Congress didn’t actually provide funding for the cards, but they did create a way for the VA to pay for the cards.  The law states, “The Secretary shall charge a fee to each veteran who receives an identification card issued under this section, including a replacement identification card.” It allows the VA secretary to charge veterans enough to cover the cost of producing the cards, including “any additional equipment or personnel required to carry out this section.”

In other words: you're paying for it.  Unless. 

The idea to partner on these cards was presented to Office Depot.  VA hasn’t said how much the cards are costing Office Depot, but the company is covering the cost of printing and mailing through 2020.

In an interview with North County Public Radio Congressman Vern Buchanan (R-FL), a sponsor of the 2015 law, said that the partnership is saving money for veterans.  “It’s not a big logo or anything,” Buchanan said.  “They’re really picking up a lot of the cost.  So it’s no cost to the taxpayer, no cost to the veteran.  So I think at the end of the day, it’s a good tradeoff.”

Chris, a Navy veteran said, “It doesn’t bother me one way or the other, but the logo should be on the back of the card and smaller than the VA logo.”

“Unfortunately, my comments are probably on the naïve side when it comes to how things get paid for in D.C.,” said Navy vet Greg, before adding, “I’d still like the Swoosh on an aircraft carrier... ‘This ass kickin’ brought to you by Nike!’”

--- SET OF TASKS ---
[1] Reproduce word for word the passage of the article on veteran identification cards, starting at "Congress didn’t actually" and ending at "mailing through 2020.".
[2] Extend the article on veteran identification cards, picking up after its final sentence.

--- PROVIDED MATERIAL ---
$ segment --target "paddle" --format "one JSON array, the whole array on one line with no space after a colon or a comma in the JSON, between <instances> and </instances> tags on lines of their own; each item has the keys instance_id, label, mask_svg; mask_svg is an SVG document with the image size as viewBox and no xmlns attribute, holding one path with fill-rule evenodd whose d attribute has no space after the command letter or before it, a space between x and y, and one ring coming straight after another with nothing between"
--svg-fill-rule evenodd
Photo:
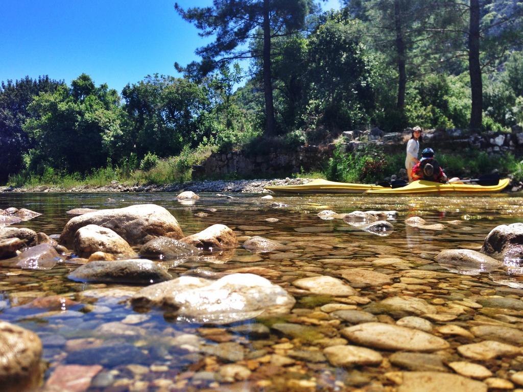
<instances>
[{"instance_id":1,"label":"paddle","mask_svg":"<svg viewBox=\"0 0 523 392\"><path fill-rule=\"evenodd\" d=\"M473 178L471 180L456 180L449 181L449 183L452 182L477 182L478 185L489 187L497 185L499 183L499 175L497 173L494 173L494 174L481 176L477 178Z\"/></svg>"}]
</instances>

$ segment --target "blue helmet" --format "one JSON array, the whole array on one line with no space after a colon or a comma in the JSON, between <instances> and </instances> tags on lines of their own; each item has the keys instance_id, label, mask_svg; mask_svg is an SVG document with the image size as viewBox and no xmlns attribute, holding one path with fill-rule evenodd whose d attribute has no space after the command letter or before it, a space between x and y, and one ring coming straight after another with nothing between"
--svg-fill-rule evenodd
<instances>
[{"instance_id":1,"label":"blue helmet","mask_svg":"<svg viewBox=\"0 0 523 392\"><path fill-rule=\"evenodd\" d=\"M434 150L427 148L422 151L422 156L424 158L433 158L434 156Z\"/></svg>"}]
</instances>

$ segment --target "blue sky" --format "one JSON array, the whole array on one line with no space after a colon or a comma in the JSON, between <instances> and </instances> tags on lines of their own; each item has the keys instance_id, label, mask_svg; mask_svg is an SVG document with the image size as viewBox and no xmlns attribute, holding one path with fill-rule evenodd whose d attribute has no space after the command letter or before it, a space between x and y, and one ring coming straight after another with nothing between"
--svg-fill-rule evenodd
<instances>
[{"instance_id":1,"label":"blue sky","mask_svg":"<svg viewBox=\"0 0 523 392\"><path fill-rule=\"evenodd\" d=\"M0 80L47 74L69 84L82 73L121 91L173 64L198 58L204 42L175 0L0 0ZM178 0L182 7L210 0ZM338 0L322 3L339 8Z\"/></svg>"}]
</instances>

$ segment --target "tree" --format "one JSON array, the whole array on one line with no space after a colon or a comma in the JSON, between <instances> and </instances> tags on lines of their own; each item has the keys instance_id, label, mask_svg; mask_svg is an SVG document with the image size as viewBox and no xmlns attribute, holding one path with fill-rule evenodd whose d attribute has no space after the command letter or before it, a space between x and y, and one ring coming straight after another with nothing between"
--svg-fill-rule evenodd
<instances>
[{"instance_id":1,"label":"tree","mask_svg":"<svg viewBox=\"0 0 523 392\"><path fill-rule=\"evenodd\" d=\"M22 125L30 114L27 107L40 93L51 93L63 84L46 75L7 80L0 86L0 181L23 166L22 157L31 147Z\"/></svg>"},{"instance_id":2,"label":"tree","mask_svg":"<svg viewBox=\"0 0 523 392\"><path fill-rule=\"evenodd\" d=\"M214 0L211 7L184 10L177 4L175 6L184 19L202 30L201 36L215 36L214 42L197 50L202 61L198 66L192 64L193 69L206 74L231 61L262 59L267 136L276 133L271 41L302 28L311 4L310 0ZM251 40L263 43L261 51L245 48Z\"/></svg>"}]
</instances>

...

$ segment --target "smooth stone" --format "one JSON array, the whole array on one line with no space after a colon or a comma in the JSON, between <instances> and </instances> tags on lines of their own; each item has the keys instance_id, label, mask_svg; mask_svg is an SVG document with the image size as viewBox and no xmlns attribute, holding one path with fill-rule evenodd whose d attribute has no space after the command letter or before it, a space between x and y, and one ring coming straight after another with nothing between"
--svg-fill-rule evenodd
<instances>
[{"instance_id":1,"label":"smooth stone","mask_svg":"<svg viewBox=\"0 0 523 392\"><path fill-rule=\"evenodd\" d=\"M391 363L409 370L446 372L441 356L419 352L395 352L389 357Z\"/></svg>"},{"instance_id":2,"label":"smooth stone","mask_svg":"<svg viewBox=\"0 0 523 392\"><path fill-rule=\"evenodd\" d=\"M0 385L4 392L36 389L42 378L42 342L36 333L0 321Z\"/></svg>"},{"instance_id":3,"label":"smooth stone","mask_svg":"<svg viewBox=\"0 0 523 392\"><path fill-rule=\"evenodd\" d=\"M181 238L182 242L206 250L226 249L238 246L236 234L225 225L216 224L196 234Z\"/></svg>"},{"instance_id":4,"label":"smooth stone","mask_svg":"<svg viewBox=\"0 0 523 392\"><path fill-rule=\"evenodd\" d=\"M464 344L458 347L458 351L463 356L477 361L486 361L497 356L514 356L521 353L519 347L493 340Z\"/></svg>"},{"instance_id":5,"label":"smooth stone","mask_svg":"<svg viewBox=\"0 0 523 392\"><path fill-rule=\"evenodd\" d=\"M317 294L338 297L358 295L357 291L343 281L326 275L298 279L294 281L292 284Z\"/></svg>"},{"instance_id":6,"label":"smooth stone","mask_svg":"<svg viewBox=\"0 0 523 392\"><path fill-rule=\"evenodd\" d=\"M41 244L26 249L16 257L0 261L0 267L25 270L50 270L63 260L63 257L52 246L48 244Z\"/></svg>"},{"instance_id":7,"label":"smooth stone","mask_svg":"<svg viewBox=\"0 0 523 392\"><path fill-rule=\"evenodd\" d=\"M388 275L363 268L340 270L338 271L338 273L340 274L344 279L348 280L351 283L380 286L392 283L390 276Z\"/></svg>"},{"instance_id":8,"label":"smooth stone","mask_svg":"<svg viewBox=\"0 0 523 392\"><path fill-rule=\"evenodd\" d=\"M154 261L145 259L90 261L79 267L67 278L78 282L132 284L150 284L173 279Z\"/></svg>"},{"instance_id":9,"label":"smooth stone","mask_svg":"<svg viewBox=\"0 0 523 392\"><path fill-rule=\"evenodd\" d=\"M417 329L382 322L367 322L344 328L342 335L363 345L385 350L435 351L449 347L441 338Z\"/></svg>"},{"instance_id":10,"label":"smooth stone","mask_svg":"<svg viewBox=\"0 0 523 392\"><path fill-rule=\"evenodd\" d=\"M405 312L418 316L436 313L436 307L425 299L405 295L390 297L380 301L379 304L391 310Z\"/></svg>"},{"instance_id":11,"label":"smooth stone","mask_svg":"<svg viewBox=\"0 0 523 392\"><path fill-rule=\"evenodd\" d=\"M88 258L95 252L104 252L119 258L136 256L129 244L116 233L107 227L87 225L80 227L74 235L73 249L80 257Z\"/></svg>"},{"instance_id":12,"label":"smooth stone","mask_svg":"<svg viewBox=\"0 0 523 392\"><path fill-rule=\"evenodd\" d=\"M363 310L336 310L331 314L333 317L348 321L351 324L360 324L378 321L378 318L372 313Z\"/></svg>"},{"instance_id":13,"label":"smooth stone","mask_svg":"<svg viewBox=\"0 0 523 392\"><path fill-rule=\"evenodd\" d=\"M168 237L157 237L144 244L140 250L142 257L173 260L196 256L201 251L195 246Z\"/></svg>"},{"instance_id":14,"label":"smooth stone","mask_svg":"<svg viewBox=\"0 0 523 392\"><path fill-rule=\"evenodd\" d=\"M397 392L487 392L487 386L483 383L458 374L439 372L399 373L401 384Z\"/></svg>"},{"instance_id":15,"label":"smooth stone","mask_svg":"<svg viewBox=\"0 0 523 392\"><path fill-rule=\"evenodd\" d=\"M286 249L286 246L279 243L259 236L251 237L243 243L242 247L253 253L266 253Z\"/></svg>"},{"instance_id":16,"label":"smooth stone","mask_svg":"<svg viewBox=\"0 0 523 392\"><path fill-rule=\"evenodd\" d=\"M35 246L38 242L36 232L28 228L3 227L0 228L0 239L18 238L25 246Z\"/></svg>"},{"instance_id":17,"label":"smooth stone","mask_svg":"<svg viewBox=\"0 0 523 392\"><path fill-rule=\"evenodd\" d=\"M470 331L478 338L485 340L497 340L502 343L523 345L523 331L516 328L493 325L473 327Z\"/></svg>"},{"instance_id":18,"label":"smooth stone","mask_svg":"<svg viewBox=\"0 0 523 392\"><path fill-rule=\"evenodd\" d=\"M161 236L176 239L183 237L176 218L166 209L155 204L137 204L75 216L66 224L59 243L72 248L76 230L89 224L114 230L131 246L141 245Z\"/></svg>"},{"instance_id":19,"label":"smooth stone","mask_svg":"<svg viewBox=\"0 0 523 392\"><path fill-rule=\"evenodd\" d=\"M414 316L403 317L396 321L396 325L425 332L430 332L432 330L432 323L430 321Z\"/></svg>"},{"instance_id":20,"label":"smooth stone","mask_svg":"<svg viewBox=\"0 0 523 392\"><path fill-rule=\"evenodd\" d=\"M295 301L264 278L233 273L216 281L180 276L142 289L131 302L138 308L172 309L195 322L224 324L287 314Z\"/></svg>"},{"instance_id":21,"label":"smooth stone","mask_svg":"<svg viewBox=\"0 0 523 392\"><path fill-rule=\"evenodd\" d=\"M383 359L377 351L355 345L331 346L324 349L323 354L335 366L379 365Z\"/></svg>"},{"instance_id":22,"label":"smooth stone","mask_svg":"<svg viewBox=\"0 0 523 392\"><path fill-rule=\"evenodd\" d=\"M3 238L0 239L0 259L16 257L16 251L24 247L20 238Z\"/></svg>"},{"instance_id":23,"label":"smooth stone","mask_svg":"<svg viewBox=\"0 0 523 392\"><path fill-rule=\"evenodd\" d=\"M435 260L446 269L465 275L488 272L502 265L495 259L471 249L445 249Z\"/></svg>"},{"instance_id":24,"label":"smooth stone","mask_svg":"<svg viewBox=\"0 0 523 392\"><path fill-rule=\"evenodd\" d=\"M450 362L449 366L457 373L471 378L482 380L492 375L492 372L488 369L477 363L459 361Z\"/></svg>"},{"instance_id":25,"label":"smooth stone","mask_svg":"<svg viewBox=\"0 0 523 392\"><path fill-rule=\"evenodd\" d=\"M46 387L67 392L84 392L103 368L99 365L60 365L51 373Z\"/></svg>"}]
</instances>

--- REPLIES ---
[1]
Congress didn’t actually provide funding for the cards, but they did create a way for the VA to pay for the cards.  The law states, “The Secretary shall charge a fee to each veteran who receives an identification card issued under this section, including a replacement identification card.” It allows the VA secretary to charge veterans enough to cover the cost of producing the cards, including “any additional equipment or personnel required to carry out this section.”

In other words: you're paying for it.  Unless. 

The idea to partner on these cards was presented to Office Depot.  VA hasn’t said how much the cards are costing Office Depot, but the company is covering the cost of printing and mailing through 2020.

[2]
The cards were meant to be mailed last year, but the process was ripe with problems.  The VA’s website for the cards crashed due to demand in December.  Then VA stopped the process until January, then again in March there was another delay in distribution.  More than 15,000 veterans have been approved for the new cards and VA is sifting through another 72,000 applications.

You can apply for your new Veteran ID Card through and clicking on “Apply for a printed veteran ID Card” at the bottom of the page. 

“I think it’s fortunate that Office Depot stepped up to print and ship the cards for vets,” said Mike, also a Navy Veteran.  “It’s a sad state of affairs when our government orders something to be done, but fails to provide funding for it.  They should have their logo on the card.  It will be a constant reminder that big business stepped up when our elected officials did not.”